Nel corso di tale processo certi elementi saranno per noi più « trasparenti »  di altri, cioè riconoscibili in modo spontaneo, grazie a un’inferenza più immediata. La nozione di trasparenza è in effetti al centro dei processi intercomprensivi, in particolare per quanto concerne il lessico ; questo, per varie ragioni. In primo luogo, le parole costituiscono il primo accesso alla lingua in fase dicomprensione e in poduzione ; ciò è confermato anche dalle ricerche sull’acquisizione linguistica d’una lingua seconda (RAL) in contesti di spontaneità : l’analisi dell’interlingua di questi discenti mostra che la prima strategia d’accesso alla nuova lingua si organizza attorno a parole-chiave (key-word strategy) ; il lessico è la prima risorsa veramente linguistica alla quale il discente si rivolge, essendo le altre soprattutto di natura pragmatica, gestuale, prosodica o relazionale. in effetti, pur avendo una conoscenza molto debole della morfologia si potrà comprendere approssimativamente di cosa l'interlocutore stia parlando se si comprende (o si divina) il senso della radice delle parole che egli utilizza, se si individua il loro campo lessicale e tematico.

Anche in intercomprensione​ è proprio sul lessico che il discente fa leva per comprendere i testi in lingue a lui sconosciute, è dunque sulla trasparenza tra le parole delle varie lingue coinvolte che si lavora per imparare a ridurre le opacità.

Ma cos'è una parola trasparente? Se è vero che occorre tener conto dei fattori soggettivi poiché, come ricorda Dabène, "la prossimità non costituisce una facilitazione per l'apprendimento se non è percepita come tale dal soggetto" (1996: 397), è ugualmente possibile definire livelli di trasparenza e di opacità più o meno importanti su basi più oggettive.

_ _ _ _ _

▶ **CONSEGNA SCRITTA A**
Per favore, indica se ciascuna affermazione concorda con l'estratto sulla trasparenza lessicale, rispondendo sì o no e citando alla lettera le parole decisive: (i) nel primo accesso a una nuova lingua il discente si affida anzitutto alla morfologia; (ii) secondo Dabène la prossimità facilita l'apprendimento solo se il soggetto la percepisce come tale; (iii) i livelli di trasparenza e di opacità si possono definire soltanto su basi soggettive.
I record non hanno alcun legame con l'estratto.

_ _ _ _ _

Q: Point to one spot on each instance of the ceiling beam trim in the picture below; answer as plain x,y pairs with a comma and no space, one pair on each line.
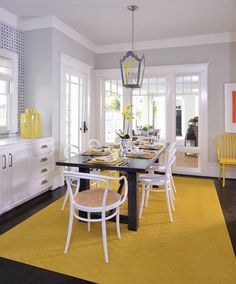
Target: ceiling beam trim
54,22
172,42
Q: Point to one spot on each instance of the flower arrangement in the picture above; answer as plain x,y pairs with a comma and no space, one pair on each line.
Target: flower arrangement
127,117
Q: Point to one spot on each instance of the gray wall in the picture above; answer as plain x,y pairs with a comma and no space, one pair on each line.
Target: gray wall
42,72
12,39
65,45
222,69
39,74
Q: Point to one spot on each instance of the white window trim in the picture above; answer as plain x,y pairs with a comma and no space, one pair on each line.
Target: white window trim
170,72
13,102
79,66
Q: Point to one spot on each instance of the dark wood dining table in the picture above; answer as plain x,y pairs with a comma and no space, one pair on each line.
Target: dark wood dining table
131,168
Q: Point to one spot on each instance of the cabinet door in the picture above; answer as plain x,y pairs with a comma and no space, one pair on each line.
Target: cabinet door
3,180
19,163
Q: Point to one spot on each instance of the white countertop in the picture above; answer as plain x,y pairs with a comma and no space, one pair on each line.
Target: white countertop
17,139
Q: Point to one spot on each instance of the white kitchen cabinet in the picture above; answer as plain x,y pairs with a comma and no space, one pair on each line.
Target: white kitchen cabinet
19,159
3,180
26,169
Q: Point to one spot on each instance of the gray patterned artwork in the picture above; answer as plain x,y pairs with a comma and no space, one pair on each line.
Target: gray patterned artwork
12,39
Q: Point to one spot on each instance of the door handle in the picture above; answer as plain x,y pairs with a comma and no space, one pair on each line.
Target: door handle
11,160
4,162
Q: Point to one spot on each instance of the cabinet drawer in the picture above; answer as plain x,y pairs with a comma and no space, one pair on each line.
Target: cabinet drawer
41,183
44,158
42,170
43,147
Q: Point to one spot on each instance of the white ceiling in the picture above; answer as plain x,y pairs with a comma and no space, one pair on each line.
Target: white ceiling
109,22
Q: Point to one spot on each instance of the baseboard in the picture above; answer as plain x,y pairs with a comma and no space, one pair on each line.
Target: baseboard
58,180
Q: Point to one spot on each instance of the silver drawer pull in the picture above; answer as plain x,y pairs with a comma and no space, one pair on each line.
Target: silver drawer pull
10,160
4,162
44,146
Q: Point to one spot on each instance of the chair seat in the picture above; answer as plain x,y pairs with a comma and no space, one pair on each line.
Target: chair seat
158,167
93,198
227,161
153,179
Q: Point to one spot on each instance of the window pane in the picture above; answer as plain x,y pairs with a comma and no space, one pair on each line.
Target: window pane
73,110
3,87
187,111
113,109
186,160
3,111
5,66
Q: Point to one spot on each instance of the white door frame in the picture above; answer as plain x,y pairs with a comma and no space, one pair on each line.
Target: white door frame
69,63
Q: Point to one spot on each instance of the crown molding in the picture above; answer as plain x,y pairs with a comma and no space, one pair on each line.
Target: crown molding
9,18
172,42
54,22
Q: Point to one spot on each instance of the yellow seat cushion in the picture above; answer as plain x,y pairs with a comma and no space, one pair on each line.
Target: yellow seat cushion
93,198
227,161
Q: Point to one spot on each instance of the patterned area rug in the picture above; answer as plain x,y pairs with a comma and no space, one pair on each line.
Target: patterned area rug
195,248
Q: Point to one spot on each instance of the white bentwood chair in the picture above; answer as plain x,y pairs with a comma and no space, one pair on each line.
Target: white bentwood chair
100,200
164,185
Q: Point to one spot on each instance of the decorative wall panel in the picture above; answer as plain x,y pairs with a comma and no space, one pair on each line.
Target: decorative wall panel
12,39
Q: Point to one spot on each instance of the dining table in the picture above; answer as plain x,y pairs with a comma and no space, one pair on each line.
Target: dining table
131,167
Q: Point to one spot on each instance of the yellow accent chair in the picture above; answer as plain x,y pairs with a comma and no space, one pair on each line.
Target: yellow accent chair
226,153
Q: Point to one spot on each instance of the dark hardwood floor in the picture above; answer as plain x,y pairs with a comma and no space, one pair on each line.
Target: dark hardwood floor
13,272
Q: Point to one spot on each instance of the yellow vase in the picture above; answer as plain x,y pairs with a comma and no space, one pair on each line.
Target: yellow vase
30,123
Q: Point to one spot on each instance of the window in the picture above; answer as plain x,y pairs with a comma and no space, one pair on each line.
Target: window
187,114
149,107
113,109
8,91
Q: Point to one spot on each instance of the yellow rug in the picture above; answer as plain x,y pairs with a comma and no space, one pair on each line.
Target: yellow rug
194,249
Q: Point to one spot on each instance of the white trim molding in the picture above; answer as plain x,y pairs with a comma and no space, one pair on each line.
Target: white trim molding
54,22
9,18
170,42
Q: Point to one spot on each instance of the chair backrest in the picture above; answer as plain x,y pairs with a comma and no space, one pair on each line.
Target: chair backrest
71,151
226,146
170,159
94,143
72,176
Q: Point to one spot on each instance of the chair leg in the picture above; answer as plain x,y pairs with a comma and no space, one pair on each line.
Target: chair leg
104,238
69,230
223,174
168,204
173,184
147,197
118,223
142,201
65,200
89,223
171,194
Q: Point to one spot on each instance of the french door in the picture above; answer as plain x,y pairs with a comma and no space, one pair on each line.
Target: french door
74,127
187,130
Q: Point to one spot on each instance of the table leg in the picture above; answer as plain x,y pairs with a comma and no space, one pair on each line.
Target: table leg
133,204
84,183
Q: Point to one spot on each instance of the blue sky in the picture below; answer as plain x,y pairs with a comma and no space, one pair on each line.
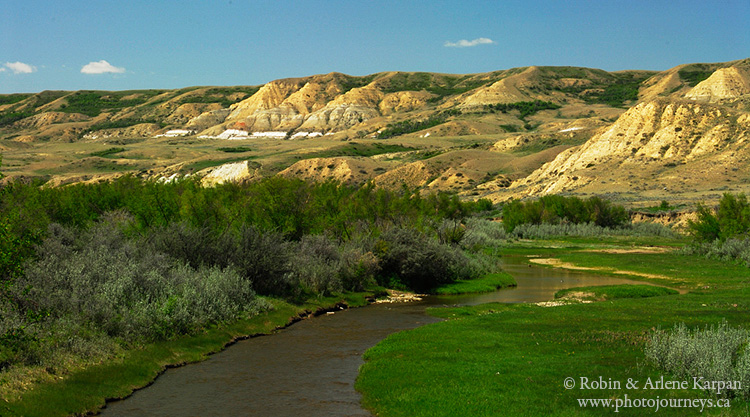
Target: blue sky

_ _ _ _ _

▶ **CONSEGNA SCRITTA B**
Individua e ricopia ogni riga dei record che contiene la stringa "wall"; conta la distinzione tra maiuscole e minuscole.

▶ **RISPOSTA COMPLETA A**
(i) No: "il lessico è la prima risorsa veramente linguistica alla quale il discente si rivolge"
(ii) Sì: "la prossimità non costituisce una facilitazione per l'apprendimento se non è percepita come tale dal soggetto"
(iii) No: "è ugualmente possibile definire livelli di trasparenza e di opacità più o meno importanti su basi più oggettive"

▶ **RISPOSTA COMPLETA B**
Q: Point to one spot on each instance of the gray wall in the picture above; answer as plain x,y pairs with a comma and no space, one pair on each line.
Target: gray wall
Q: Point to one spot on each instance of the decorative wall panel in the picture above; answer as plain x,y pairs with a comma and no space, one pair on each line.
Target: decorative wall panel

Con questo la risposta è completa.